[Start of section]
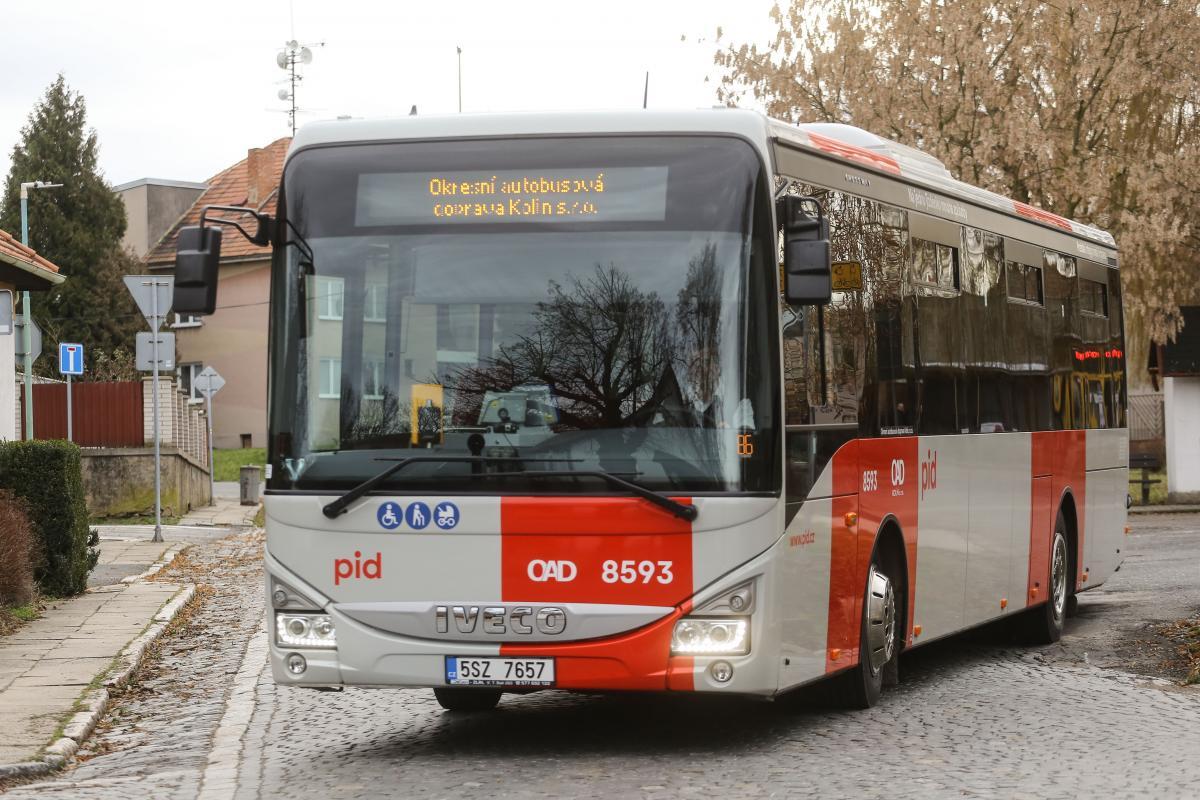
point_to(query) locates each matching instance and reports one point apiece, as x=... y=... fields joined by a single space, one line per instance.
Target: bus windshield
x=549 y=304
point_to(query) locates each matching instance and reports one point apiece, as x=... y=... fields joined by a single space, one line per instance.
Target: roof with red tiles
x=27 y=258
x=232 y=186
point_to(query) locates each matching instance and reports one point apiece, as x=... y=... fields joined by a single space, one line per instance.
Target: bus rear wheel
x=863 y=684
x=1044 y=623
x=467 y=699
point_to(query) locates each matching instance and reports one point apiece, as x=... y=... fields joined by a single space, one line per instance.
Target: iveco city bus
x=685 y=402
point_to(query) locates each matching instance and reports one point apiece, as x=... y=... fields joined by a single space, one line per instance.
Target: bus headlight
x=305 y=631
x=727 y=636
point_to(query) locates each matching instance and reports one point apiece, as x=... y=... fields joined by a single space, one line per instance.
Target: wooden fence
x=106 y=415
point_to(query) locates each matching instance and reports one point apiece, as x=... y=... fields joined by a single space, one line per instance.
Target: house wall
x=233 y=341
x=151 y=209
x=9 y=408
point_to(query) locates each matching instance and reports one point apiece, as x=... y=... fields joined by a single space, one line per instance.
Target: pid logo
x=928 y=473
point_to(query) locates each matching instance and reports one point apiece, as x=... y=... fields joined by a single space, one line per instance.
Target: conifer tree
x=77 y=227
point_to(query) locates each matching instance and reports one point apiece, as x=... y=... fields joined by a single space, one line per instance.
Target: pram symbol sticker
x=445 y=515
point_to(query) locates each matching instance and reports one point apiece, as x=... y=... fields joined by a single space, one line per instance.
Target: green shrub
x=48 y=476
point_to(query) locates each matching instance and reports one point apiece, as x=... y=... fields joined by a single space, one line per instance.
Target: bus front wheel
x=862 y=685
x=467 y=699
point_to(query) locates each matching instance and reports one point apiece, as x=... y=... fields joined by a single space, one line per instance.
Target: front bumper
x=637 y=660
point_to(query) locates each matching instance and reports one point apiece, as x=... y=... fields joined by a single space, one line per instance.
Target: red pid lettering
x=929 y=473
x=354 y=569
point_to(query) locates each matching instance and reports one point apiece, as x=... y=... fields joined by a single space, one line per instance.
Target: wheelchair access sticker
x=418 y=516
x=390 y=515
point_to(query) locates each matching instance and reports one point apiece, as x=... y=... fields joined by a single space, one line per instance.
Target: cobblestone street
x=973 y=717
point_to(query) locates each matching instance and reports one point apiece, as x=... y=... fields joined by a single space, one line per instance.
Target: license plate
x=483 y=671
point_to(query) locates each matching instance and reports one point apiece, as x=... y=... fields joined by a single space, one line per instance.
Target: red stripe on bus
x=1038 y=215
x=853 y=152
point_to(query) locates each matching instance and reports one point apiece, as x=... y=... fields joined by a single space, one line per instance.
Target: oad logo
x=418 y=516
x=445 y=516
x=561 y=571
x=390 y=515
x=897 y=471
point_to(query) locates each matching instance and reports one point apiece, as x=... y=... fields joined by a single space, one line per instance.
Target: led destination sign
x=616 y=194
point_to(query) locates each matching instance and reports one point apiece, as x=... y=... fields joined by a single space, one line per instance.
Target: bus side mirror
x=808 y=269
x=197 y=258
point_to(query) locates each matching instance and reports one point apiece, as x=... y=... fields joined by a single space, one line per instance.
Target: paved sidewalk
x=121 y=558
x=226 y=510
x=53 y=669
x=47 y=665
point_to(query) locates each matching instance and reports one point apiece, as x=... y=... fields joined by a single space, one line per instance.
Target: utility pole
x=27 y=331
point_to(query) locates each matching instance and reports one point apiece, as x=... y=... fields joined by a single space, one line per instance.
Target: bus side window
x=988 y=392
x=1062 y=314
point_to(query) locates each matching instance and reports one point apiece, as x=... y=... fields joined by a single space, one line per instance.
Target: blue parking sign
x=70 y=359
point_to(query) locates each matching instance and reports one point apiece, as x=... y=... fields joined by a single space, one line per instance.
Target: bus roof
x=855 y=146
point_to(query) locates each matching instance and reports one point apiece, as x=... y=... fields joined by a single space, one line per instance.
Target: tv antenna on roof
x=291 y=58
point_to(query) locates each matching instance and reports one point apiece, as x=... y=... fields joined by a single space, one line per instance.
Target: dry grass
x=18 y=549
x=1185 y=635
[End of section]
Exercise objective: Print the lines of the material, exactly and only, from the line that contains "Target: bus roof" down to and including the final line.

Response:
Target: bus roof
x=855 y=146
point_to(query) locates each matching instance and reports one point apiece, as x=... y=... fields joined by a single space, one line per instance.
Target: tv antenna on roof
x=291 y=58
point_to(query) locates each matching instance and reports one point apiece, as x=... y=... fields joined by a single space, one line per instance.
Target: dry grass
x=18 y=549
x=1185 y=635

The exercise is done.